## Begin RECORDED INFORMATION
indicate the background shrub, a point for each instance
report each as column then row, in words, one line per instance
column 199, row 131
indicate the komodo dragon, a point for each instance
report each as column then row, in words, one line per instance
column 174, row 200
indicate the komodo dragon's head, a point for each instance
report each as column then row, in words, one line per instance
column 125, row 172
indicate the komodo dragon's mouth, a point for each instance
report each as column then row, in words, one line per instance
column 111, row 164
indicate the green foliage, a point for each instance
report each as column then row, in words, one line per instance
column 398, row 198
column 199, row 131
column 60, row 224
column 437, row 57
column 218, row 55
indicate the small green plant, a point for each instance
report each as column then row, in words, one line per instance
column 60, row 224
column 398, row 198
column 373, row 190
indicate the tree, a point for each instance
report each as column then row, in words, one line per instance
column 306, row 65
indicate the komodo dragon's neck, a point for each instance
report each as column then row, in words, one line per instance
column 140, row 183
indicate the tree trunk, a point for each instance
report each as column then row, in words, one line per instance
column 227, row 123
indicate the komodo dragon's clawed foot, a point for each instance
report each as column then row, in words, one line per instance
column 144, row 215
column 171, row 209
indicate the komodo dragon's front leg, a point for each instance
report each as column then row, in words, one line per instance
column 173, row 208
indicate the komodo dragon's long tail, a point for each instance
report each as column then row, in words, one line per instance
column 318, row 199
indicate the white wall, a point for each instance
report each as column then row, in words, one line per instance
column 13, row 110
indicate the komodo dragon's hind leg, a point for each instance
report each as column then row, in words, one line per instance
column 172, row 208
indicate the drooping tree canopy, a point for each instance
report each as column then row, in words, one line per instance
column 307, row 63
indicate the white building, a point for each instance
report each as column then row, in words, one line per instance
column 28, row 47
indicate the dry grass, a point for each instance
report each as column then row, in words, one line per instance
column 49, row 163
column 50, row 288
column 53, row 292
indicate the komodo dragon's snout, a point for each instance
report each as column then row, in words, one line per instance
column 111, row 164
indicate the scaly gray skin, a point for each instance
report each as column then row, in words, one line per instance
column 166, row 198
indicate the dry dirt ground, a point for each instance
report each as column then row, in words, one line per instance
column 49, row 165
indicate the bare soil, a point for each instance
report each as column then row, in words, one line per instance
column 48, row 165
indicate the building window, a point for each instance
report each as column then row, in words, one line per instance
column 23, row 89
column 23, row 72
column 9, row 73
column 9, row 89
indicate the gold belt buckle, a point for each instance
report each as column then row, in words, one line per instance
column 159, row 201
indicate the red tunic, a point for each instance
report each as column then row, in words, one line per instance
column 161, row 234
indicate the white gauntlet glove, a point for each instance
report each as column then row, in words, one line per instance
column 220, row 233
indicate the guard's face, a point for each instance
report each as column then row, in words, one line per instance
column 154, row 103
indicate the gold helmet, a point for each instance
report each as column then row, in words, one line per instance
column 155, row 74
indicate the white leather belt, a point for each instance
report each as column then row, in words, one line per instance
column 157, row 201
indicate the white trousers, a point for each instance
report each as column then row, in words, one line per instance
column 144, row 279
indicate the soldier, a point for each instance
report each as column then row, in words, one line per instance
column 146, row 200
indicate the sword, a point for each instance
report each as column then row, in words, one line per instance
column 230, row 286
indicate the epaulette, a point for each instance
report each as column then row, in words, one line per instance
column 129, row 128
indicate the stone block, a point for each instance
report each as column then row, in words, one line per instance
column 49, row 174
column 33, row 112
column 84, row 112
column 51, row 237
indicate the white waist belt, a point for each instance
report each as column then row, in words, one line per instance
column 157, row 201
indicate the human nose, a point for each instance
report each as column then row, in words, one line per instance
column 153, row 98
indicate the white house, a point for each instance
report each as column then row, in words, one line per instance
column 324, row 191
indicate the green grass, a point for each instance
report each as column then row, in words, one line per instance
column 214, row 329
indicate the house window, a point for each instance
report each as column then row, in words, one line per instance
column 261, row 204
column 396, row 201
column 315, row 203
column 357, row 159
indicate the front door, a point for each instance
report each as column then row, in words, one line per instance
## End RECORDED INFORMATION
EXERCISE >> Reproduce verbatim the lines of the records above, starting at the line containing "indicate the red" and ending at the line containing "column 51, row 237", with both of those lines included.

EXERCISE RESULT >>
indicate the red tunic, a point for each instance
report each as column then row, in words, one line per instance
column 161, row 234
indicate the white gauntlet glove, a point for each instance
report each as column then row, in words, one line per instance
column 220, row 233
indicate the guard's face, a point for each instance
report each as column then row, in words, one line per instance
column 154, row 103
indicate the gold helmet, a point for each instance
report each as column then row, in words, one line per instance
column 155, row 74
indicate the white leather belt, a point for each instance
report each as column then row, in words, one line per instance
column 157, row 201
indicate the white trousers, a point for each instance
report each as column then row, in words, one line per instance
column 144, row 279
indicate the soldier, a point for each instance
report each as column then row, in words, one line per instance
column 146, row 200
indicate the sword, a point for each instance
report each as column then row, in words, one line per instance
column 230, row 286
indicate the epaulette, a point for each instance
report each as column then row, in words, one line per instance
column 129, row 128
indicate the stone block, a point for each instance
report each as column then row, in words, one line per instance
column 49, row 174
column 33, row 112
column 84, row 112
column 51, row 237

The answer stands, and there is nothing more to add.